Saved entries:
## Begin

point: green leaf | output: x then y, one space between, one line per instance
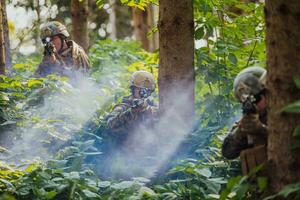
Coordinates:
296 132
292 108
204 172
90 194
34 82
232 58
199 33
51 194
297 81
262 183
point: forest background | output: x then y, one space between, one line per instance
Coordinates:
122 37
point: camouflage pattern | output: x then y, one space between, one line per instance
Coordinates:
123 119
53 28
72 58
236 142
247 82
143 79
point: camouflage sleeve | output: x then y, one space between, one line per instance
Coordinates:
119 118
47 66
233 144
84 61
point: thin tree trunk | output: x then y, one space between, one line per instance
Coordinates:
140 24
37 24
79 10
176 47
283 61
2 47
6 35
152 22
113 20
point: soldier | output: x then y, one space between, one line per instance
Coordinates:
248 138
125 125
60 53
134 109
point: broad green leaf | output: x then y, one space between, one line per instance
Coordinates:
90 194
262 183
292 108
51 195
297 81
204 172
296 132
199 33
34 82
232 58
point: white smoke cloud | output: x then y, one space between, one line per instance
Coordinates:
61 115
148 149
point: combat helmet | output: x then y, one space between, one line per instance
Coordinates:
250 81
53 28
142 79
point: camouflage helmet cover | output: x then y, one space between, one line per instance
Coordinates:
53 28
142 79
249 81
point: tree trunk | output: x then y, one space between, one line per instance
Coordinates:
152 22
2 47
6 35
283 61
79 10
113 20
140 25
38 23
176 47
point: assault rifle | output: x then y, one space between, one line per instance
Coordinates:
248 105
138 102
48 46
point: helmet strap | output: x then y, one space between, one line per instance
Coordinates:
62 41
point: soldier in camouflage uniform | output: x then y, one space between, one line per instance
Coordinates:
127 122
134 109
248 137
60 54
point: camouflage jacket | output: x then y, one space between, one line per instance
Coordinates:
234 143
123 120
72 58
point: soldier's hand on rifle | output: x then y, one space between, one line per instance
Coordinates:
139 105
251 125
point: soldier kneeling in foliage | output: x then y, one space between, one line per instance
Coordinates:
248 138
61 55
127 122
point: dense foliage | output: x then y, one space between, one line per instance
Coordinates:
229 37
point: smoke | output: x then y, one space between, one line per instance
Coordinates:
148 148
61 115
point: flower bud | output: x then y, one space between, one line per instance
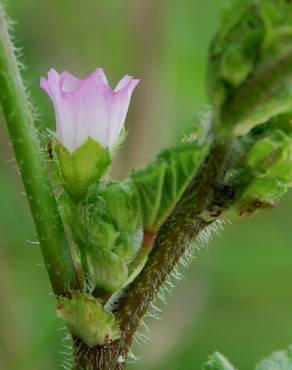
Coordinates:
89 119
83 167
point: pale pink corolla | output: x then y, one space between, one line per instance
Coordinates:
89 107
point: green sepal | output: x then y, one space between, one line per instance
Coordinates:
86 318
161 184
110 217
107 270
217 362
83 167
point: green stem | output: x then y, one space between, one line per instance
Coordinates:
28 153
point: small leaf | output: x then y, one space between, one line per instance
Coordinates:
83 167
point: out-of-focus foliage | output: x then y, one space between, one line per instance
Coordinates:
237 294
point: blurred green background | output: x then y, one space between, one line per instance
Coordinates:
236 297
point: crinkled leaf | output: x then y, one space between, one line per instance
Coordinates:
161 184
281 360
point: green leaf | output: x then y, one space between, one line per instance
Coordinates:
123 205
217 362
161 184
281 360
86 318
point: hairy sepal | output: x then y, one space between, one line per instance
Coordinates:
83 167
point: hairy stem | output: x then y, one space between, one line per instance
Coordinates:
27 149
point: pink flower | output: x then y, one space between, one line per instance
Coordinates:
89 107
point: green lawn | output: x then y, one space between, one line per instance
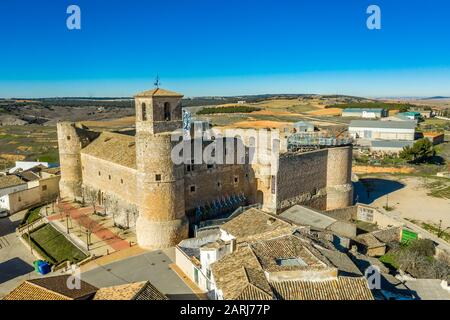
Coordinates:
389 260
55 245
31 216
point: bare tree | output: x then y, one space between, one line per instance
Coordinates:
91 197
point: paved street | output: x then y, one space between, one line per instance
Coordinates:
152 266
16 262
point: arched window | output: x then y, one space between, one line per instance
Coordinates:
167 111
144 112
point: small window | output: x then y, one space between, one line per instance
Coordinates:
144 112
167 116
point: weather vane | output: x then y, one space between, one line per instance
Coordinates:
157 82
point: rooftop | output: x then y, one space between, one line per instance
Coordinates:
113 147
363 109
158 92
289 253
10 181
391 143
383 124
51 288
242 273
255 223
134 291
305 216
342 288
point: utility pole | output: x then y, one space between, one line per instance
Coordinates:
387 201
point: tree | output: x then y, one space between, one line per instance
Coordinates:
90 194
421 151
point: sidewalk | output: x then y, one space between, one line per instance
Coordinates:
426 234
105 238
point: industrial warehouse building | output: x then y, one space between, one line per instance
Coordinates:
368 113
382 130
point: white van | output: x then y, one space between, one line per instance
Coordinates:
4 213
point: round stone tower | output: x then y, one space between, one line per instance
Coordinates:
160 183
339 173
70 144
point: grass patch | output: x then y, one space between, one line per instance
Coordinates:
389 261
232 109
382 105
31 216
55 246
435 230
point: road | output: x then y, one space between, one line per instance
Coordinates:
16 262
153 266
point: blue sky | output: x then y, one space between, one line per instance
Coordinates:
224 47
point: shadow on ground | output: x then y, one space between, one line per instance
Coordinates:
13 268
370 189
8 226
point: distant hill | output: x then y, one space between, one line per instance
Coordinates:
435 98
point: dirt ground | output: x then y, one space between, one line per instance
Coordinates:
326 112
114 123
408 196
259 124
372 169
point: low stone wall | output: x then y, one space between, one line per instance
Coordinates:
393 234
343 214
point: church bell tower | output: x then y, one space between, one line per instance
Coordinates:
160 183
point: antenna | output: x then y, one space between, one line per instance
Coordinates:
157 83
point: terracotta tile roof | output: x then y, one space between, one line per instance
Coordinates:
343 288
114 147
255 223
270 253
369 240
29 291
235 272
28 176
51 288
134 291
158 92
10 181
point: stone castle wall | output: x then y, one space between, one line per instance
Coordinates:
204 185
71 139
302 179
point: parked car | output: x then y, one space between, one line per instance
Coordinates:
4 213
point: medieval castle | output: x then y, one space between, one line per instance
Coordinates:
133 175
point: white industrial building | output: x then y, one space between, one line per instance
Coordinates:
382 130
368 113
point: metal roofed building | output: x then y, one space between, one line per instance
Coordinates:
382 130
369 113
389 146
305 216
303 126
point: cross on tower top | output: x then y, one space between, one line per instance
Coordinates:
157 83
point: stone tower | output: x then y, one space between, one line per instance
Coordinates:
71 139
160 183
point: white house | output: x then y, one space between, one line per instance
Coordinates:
382 130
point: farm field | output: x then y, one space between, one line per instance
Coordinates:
32 142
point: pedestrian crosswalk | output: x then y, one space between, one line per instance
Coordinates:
4 243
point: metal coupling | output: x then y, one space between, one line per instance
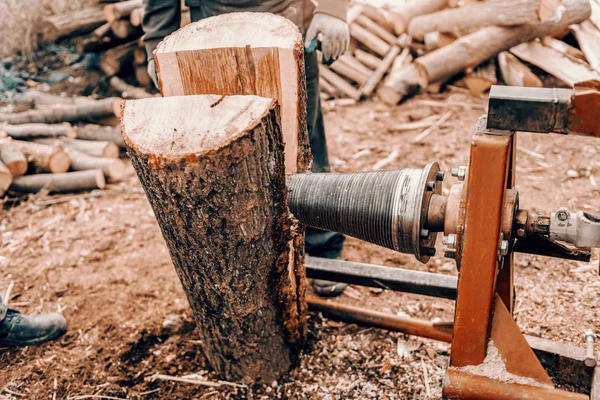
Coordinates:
590 354
460 173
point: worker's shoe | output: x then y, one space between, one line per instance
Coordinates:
328 288
17 329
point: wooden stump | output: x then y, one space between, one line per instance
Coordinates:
213 170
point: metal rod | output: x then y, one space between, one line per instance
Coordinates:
396 279
411 326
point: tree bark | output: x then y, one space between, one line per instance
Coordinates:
213 170
475 15
60 183
14 159
72 23
471 50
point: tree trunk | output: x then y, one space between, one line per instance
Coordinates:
72 23
213 170
471 50
475 15
60 183
14 159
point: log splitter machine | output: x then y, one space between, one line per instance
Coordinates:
482 225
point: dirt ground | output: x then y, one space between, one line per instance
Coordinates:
99 258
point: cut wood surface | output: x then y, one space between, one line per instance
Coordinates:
403 12
5 178
13 158
79 111
113 168
471 50
91 147
486 13
44 158
228 230
72 23
555 63
29 131
113 12
60 183
101 133
515 73
242 53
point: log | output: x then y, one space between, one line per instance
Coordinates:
588 36
113 12
368 59
113 60
370 40
14 159
101 133
482 78
241 53
72 23
515 73
403 13
90 147
30 131
475 15
471 50
59 183
44 157
5 178
555 63
113 168
79 111
213 170
128 91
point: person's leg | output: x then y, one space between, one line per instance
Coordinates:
319 243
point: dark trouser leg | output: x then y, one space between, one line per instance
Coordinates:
318 243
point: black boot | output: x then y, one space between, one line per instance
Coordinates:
17 329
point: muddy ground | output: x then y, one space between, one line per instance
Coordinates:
99 259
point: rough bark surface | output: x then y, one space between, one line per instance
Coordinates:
218 192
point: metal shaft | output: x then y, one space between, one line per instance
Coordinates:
388 208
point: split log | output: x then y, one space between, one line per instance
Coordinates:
515 73
101 133
128 91
228 230
461 54
14 159
555 63
5 178
113 12
113 168
368 59
136 16
60 183
241 53
370 40
475 15
402 14
482 78
30 131
72 23
588 36
79 111
45 158
91 147
113 60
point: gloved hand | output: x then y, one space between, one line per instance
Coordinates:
152 72
335 36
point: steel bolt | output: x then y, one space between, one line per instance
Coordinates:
460 172
590 355
450 241
503 248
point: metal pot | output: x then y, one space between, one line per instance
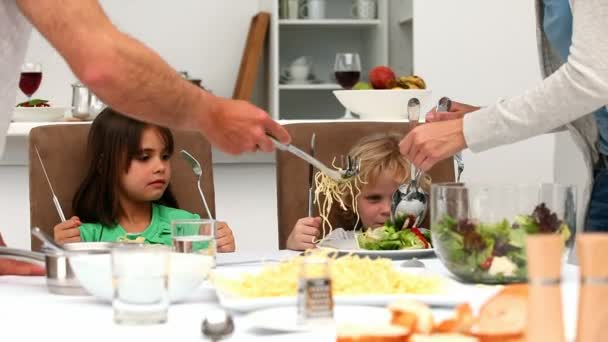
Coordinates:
85 104
60 278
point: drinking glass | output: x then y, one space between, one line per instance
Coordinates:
31 76
141 284
347 69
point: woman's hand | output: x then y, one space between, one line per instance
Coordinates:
304 233
68 231
225 238
457 111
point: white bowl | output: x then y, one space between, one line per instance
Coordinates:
376 104
39 114
187 273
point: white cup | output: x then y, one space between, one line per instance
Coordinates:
313 9
299 72
364 9
292 9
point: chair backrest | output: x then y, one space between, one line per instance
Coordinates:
63 147
332 139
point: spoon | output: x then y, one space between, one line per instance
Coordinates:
411 200
413 263
217 325
198 171
47 240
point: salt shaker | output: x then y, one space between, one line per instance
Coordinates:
592 251
315 299
545 321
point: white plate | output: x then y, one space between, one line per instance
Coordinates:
344 242
376 104
394 255
284 319
453 294
39 114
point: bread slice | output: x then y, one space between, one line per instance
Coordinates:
462 323
443 338
503 317
413 315
372 333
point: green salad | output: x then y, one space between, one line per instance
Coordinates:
492 252
395 235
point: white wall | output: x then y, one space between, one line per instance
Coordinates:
207 39
477 51
204 37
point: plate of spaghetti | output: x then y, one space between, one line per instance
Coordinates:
355 281
396 239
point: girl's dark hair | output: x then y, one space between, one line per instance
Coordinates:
114 140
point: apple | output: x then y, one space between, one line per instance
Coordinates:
382 77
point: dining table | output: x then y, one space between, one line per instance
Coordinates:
28 312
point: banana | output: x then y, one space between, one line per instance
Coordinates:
414 80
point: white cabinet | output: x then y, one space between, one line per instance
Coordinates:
321 39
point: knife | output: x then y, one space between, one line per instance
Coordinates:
55 200
311 176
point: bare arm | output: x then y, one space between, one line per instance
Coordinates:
134 80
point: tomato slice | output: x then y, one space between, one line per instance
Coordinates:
420 236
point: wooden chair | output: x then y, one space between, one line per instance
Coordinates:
63 147
332 139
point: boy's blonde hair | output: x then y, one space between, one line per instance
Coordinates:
378 153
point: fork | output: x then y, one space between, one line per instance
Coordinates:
444 105
352 168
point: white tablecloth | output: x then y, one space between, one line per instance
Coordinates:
29 313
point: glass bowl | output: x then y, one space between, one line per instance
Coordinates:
479 230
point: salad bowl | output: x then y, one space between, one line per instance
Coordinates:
478 231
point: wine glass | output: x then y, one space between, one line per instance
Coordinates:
31 76
347 70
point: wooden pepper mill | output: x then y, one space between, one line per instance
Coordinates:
545 321
592 251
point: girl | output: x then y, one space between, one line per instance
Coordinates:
126 193
383 170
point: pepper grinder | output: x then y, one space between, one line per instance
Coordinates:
592 251
545 321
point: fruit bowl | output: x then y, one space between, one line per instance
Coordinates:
39 114
479 231
382 104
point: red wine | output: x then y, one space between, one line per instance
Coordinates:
347 79
29 82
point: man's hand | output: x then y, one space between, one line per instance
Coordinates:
430 143
237 126
305 231
225 238
134 80
13 267
457 111
68 231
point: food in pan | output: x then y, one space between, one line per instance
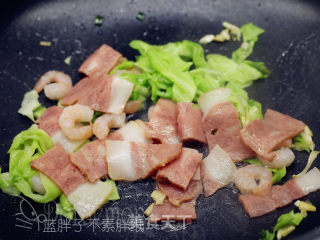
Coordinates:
71 150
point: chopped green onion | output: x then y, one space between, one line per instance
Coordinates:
98 20
141 16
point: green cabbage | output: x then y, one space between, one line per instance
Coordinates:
250 33
30 105
285 220
27 146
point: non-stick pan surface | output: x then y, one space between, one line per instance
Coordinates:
290 47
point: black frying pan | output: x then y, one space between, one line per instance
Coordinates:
290 47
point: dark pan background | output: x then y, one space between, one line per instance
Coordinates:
290 47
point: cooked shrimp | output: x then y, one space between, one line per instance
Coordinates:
103 123
60 85
283 158
70 122
133 106
246 180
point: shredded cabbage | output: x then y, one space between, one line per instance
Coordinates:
27 146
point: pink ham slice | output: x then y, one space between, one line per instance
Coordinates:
130 161
91 160
222 127
178 195
162 124
181 170
101 62
57 166
48 121
167 211
189 123
264 136
280 196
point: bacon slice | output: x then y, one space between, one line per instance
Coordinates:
177 195
280 196
85 197
222 127
181 170
167 211
101 62
133 131
162 124
189 123
263 136
130 161
216 170
91 160
57 166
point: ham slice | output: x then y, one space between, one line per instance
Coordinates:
222 127
264 136
133 131
85 197
162 124
178 195
49 122
280 196
101 62
189 123
57 166
167 211
216 170
130 161
180 171
103 93
91 160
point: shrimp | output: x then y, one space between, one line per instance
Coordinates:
60 87
283 158
103 123
246 180
133 106
70 120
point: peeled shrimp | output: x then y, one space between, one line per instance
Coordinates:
283 158
133 106
103 123
56 84
70 122
246 180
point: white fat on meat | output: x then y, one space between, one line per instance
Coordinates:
88 197
310 181
120 162
284 157
120 92
210 99
66 143
132 131
217 170
103 124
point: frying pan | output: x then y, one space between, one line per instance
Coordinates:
290 47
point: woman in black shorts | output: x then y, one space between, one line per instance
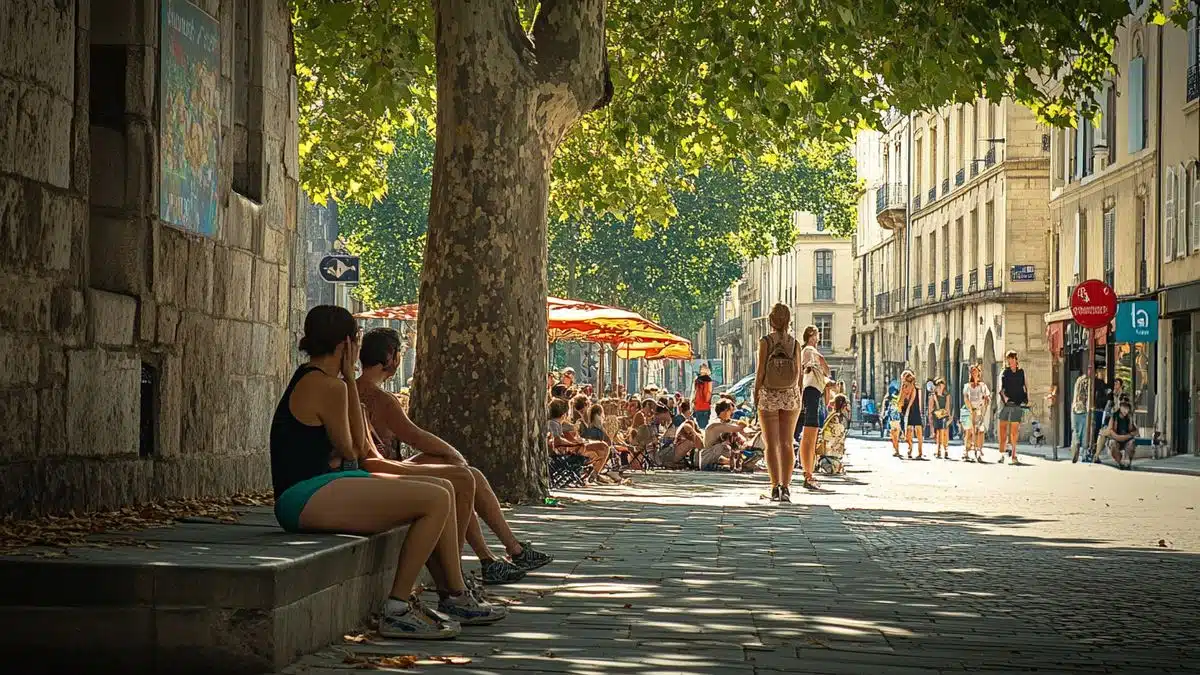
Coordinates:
911 418
814 376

## End

Problem description:
Output only these lines, word for word: the line containing "point: ham slice" and every line after it through the last line of the data. Omit the pictures.

Worked answer:
point: ham slice | output: x then y, one space between, one line per instance
Coordinates:
222 127
264 136
133 131
85 197
162 124
178 195
49 122
280 196
101 62
189 123
57 166
167 211
216 170
130 161
180 171
103 93
91 160
point: shrimp | output: x then y, one space between, one line per instance
Coordinates:
60 87
283 158
103 123
246 180
133 106
70 120
point: peeled shrimp | output: x then y, one space between, one line per instance
Coordinates:
283 158
133 106
103 123
56 84
70 122
246 180
point: white fat on meat | output: x then y, one space between, one line per instance
Coordinates:
88 197
310 181
120 162
284 157
120 92
210 99
66 143
132 131
217 170
103 124
point: frying pan | output: x then y, one space between, one line per instance
Coordinates:
290 47
point: woman in black shorts | output: x then y, one space between, one line per instance
Coordinates:
911 418
814 376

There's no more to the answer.